## Task requirements
Extract every line of the material below that contains the string "Target". Case counts.
### The records
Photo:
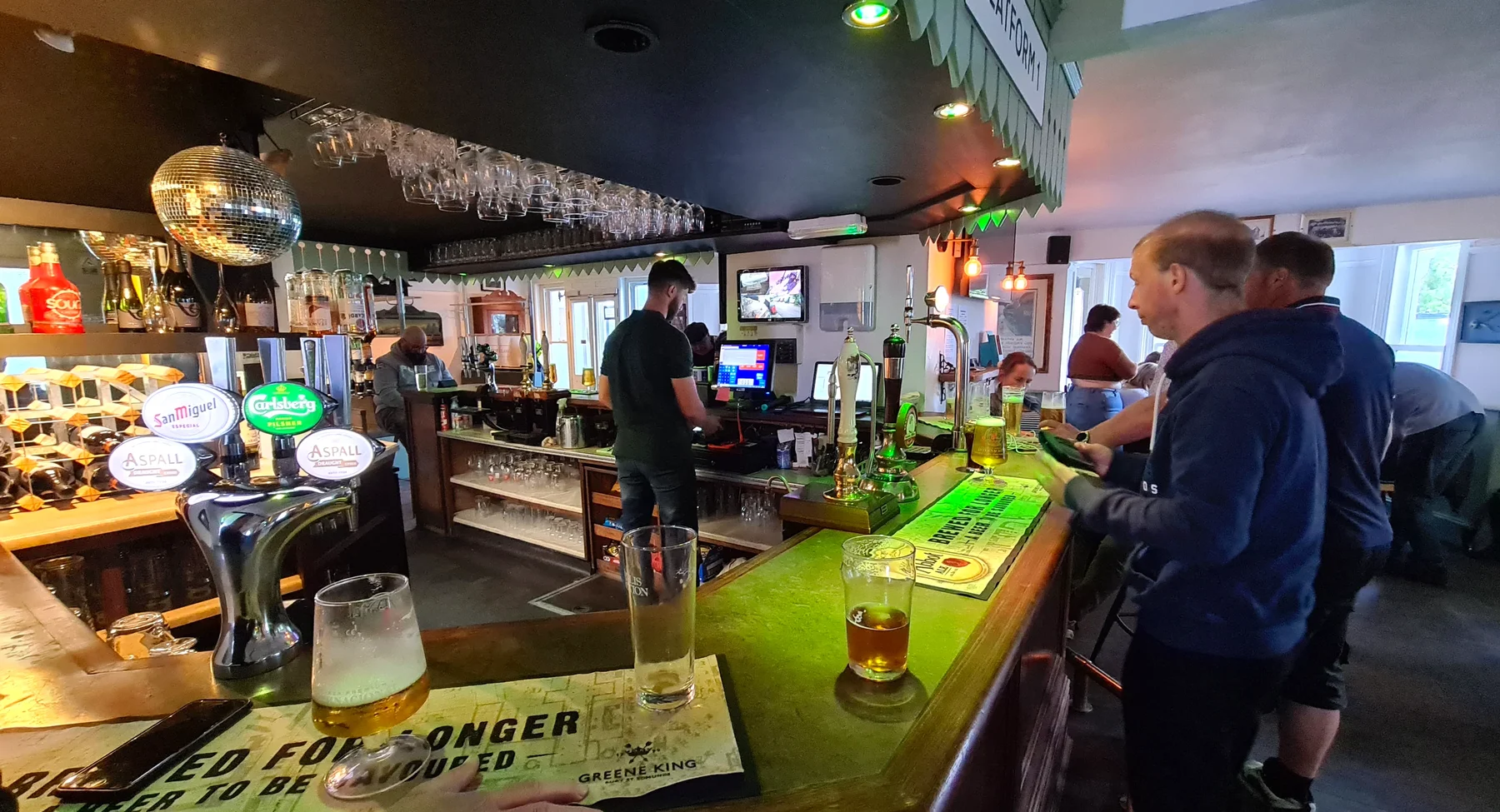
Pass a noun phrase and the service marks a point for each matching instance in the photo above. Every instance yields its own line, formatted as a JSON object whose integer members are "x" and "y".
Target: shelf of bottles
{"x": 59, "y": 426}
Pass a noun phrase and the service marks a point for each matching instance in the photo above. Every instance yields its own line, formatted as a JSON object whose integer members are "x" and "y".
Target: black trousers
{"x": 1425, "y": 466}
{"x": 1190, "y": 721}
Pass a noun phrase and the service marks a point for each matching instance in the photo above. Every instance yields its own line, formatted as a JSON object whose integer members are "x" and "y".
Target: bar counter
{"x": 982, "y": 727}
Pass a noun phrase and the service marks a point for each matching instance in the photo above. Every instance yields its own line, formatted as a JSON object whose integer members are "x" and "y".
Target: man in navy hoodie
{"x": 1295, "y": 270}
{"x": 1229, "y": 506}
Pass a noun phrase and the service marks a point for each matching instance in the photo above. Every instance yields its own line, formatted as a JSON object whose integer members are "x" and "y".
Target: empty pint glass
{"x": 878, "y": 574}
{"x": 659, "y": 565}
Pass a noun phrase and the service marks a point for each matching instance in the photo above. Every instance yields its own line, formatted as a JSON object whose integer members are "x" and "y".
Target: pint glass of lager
######
## Final result
Target: shelf of bottles
Target: black trousers
Target: bar counter
Target: man in navy hoodie
Target: empty pint glass
Target: pint glass of lager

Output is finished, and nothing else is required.